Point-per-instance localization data
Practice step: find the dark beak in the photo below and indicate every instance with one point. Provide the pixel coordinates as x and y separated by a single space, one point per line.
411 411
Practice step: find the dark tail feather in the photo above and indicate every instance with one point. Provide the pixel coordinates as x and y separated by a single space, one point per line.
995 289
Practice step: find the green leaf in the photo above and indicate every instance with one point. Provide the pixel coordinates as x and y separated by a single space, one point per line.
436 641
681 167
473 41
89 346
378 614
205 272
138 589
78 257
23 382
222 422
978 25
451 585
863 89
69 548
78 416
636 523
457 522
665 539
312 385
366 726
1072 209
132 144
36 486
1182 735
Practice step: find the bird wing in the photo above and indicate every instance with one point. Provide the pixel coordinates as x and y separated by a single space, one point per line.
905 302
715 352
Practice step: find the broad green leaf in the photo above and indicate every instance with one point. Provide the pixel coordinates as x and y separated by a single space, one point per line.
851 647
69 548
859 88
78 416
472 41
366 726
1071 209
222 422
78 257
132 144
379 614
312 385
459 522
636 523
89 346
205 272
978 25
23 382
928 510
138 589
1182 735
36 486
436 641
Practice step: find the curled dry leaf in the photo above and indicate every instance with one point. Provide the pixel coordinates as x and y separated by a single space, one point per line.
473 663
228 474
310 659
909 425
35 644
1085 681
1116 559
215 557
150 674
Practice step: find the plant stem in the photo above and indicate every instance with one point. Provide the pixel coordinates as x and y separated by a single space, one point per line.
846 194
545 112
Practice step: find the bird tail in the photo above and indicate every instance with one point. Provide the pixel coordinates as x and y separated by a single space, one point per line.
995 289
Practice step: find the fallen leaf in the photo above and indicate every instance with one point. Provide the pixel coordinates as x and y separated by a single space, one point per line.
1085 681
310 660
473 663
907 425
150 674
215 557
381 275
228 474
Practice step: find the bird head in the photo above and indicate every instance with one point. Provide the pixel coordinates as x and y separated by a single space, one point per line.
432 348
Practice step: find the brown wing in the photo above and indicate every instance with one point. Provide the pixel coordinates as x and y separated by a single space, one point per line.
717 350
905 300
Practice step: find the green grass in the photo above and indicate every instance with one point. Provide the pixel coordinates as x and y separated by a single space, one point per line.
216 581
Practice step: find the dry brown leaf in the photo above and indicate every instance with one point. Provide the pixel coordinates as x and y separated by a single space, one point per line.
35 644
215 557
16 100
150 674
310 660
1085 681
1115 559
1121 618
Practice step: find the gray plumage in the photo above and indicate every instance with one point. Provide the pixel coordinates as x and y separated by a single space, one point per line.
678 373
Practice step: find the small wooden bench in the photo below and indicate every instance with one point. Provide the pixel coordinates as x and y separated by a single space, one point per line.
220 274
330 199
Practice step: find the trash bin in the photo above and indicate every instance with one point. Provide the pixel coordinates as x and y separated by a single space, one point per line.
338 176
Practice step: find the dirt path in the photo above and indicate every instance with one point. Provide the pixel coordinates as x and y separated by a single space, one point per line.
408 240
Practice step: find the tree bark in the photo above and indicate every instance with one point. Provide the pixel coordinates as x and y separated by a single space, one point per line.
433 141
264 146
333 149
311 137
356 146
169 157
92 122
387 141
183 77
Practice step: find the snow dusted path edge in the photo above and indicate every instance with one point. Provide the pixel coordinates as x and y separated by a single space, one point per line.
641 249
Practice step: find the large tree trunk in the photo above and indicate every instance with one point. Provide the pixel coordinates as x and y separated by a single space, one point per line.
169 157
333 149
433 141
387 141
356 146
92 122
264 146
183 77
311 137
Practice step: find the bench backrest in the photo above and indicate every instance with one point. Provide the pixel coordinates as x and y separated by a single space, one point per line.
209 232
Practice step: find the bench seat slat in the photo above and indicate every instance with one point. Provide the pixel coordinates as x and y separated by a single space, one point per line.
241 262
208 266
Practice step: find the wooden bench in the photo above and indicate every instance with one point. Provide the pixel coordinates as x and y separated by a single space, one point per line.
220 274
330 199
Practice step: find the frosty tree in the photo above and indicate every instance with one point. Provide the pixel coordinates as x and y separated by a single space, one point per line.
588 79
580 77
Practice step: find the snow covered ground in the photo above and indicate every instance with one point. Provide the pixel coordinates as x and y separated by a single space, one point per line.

### EXERCISE REQUIREMENTS
An exact copy of all the records is the only acceptable answer.

### WORKED SOLUTION
Practice step: find the dark beak in the photo below and indicate every instance with one point. Provide the pixel coordinates as x and y separated by a single space, one point per line.
411 411
Practice step: find the dark tail feather in the photo above and indicate every instance with one point. Provide the pixel coordinates as x and y separated by a single space, one point per line.
995 289
Practice step: find the green leaf in the photo above and indicate every instance with one point. Provide the pixel coordinates as x and y separated by a single space, one point per line.
436 641
681 167
473 41
89 346
378 614
205 272
138 589
78 257
23 382
222 422
978 25
451 585
863 89
69 548
78 416
636 523
457 522
665 539
312 385
366 726
1072 209
132 144
36 486
1182 735
Practice step: find the bird wing in the photo above and indicate every instance with one point. Provide the pixel coordinates as x and y separated by a single space, one point per line.
905 302
715 352
Practice step: find the broad green leaf in the photo above and indicate every instance with one point. Provide the pixel coordinates as x and y separated by a single space, one point per line.
851 647
69 548
859 88
78 416
472 41
366 726
1071 209
222 422
78 257
132 144
379 614
312 385
459 522
636 523
89 346
205 272
978 25
23 382
928 510
138 589
1182 735
36 486
436 641
Practice step: find the curled dry leaf in the photo above and indicate every instance with one point. Provide the pixel coordinates as x and y separated by a single space, one point per line.
473 663
228 474
310 659
909 425
35 644
1085 681
1116 559
215 557
150 674
Practice step: find the plant stem in the photo above and indicate every instance with one point. Provide the pixel coordinates as x and y separated by a single space, one point per line.
846 194
545 112
Practice step: find the bird tail in the photo above and indicate every instance with one point. Provide the pixel coordinates as x and y separated by a single space, one point per line.
995 289
Practice step: find the fallen leaf in the photo above and indicate every instance with one point. Provide the pixel coordinates as x and y separated by a single space, one point per line.
1085 681
310 660
473 663
907 425
150 674
215 557
381 275
228 474
Practice step: find the bird head in the photo above and indicate every instance with one point. Provide the pixel coordinates as x and y separated by a single space, one point per line.
432 348
Practice step: find the brown wing in the photo above and indicate every instance with one point. Provide the pixel coordinates as x and y separated by a single space, one point per line.
717 350
905 300
Practice step: find the green grass in the photo above and indicate every instance with one point. Provide the pixel coordinates as x and y separated by a single space, one point per line.
216 581
Practice step: find the dry brown leaf in the photo above and indicate every instance with one point. Provide the pixel coordinates as x and y separated by a single space, one point per line.
35 644
215 557
16 100
150 674
310 660
1085 681
1115 559
1121 618
Practice step: find the gray plumage in the photo above and indicate every instance with one point. Provide the pixel coordinates as x and y separated by a single space, one point per line.
678 373
Practice step: find the small wooden bench in the photo below and indicate every instance with one point. Provide the pixel coordinates as x and y separated by a single space, one point per line.
220 274
330 199
Practice step: find the trash bin in the photo above and indicate every instance with one point. Provide the pixel coordinates as x and y separated by a single space, one point per line.
338 176
Practice step: find the dirt path in the photo above and indicate every instance with one point. Provide the pixel coordinates as x and y separated by a single space, one point per line.
408 240
Practice step: find the tree bark in the photo above and indicate every instance with one point. Provide the pixel coordinates as x and y separated by a single space, one point per line.
433 141
264 146
333 149
311 137
356 146
169 157
92 122
387 141
183 77
Practice step: find the snow dusted path edge in the photo above and indicate every instance with one point. Provide the pixel coordinates as x and y separated by a single space, one point per line.
641 249
Practice step: find the large tree trunk in the photo above and indicate every instance with one point. Provide the pixel coordinates as x and y separated by a single space, one point per line.
169 157
333 149
433 141
387 141
356 146
92 122
264 146
183 77
311 137
Practice step: find the bench backrest in the photo above and indicate every instance with one point. Provide the pixel coordinates as x and y separated by a single space, one point per line.
209 232
Practice step: find the bench seat slat in the photo above and indicate every instance with one point. Provide the pixel coordinates as x and y separated by a single space, one point per line.
241 262
208 266
Practice step: find the wooden bench in the photo above and indicate every instance with one point. Provide the pixel coordinates as x and y separated by a single space, one point per line.
220 274
330 199
Practice step: find the frosty tree in the photo above and indicate every instance with one point. Provide the pixel coordinates as x and y separated by a single space, one point per line.
588 79
580 77
Practice step: find the snow covered ground in the photo above and indicate every instance with one point. Provide the pixel coordinates as x and y separated by a single space, one point per line.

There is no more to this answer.